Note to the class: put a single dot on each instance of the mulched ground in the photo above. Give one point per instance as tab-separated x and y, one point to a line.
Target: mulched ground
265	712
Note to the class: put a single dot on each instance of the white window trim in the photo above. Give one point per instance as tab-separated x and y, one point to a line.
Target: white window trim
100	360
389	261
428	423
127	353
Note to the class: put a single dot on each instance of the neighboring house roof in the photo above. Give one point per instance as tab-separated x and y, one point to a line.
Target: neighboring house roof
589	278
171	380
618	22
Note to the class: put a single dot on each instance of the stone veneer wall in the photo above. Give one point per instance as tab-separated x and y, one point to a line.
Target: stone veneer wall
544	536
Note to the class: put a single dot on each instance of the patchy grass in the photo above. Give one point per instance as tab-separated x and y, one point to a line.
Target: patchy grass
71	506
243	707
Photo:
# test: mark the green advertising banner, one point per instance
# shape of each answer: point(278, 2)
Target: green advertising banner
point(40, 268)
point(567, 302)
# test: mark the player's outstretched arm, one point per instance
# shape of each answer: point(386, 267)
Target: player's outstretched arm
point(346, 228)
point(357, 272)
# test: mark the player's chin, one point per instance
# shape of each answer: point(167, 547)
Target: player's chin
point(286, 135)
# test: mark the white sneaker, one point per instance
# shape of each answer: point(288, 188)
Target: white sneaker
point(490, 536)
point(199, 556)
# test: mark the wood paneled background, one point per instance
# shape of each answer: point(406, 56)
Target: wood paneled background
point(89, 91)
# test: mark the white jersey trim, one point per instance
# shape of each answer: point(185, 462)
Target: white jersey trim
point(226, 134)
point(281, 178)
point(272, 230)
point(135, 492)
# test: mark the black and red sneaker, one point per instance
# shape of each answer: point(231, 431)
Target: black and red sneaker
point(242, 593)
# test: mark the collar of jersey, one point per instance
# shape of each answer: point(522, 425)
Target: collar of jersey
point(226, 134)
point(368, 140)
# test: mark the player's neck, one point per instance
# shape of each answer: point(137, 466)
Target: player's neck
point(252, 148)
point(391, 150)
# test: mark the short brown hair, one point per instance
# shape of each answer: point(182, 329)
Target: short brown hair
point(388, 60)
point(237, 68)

________________________

INSTRUCTIONS FOR THE TASK: From the line containing "# shape of each answer: point(182, 329)" to the last line of the listing, write everything out exactly. Nothing outside that stretch belongs.

TASK SOLUTION:
# shape of each answer: point(182, 329)
Target: short brown hair
point(388, 60)
point(237, 68)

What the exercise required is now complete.